* **Excerpt to read**
*****

Whitehead, who first gained fame by making the top twenty of the first Australian Idol season, posted the tile in a now-deleted post last week, which riffed off the Blackout Tuesday trend.

Agolley publicly responded by asking Whitehead to take down the post, as well as having a private conversation with Whitehead which she later shared part of with News.com.au.

Whitehead responded by saying it was a “joke” and that an Asian person had died in the US protests. He then linked to a post by conservative commentator Candace Owens who cites ‘statistics’ that 55 per cent of fatal US police brutality is against white people, while only 27 per cent is against Black people.

Let alone the questionable cherry-picking math here, this statistic ignores that white people make up 76 per cent of the US population, and Black people 13 per cent. Police brutality, as the Black Lives Matter protests states, is disproportionately used against Black people.

Agolley then shared these posts on her Instagram stories, writing, “Axle been down with you for a while but thank you for showing me who you are. And if you ever wanna communicate, take a couple of years to get through the reading list circulating about Black lives and Asian lives before ever getting in contact again.”

*****

* **Records supplied**
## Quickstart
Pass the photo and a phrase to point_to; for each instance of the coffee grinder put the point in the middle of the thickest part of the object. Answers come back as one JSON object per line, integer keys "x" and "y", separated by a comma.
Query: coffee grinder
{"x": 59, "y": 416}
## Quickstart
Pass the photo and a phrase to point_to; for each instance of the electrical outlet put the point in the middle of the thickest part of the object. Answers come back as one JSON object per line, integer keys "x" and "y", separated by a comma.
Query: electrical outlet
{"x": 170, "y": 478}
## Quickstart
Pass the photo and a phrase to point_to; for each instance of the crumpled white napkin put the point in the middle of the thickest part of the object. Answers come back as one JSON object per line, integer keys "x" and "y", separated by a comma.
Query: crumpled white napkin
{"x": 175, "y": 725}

*****

* **Problem 1**
How would you render this sentence from the excerpt about Whitehead's post in Spanish: "Agolley publicly responded by asking Whitehead to take down the post, as well as having a private conversation with Whitehead which she later shared part of with News.com.au."?
* **Problem 2**
Could you retype the excerpt about Whitehead's post from "Whitehead responded by" to "is against Black people."?
The material has nothing to do with the excerpt about Whitehead's post.

* **Written solution 1**
Agolley respondió públicamente pidiéndole a Whitehead que eliminara la publicación, además de mantener una conversación privada con Whitehead, parte de la cual compartió más tarde con News.com.au.

* **Written solution 2**
Whitehead responded by saying it was a “joke” and that an Asian person had died in the US protests. He then linked to a post by conservative commentator Candace Owens who cites ‘statistics’ that 55 per cent of fatal US police brutality is against white people, while only 27 per cent is against Black people.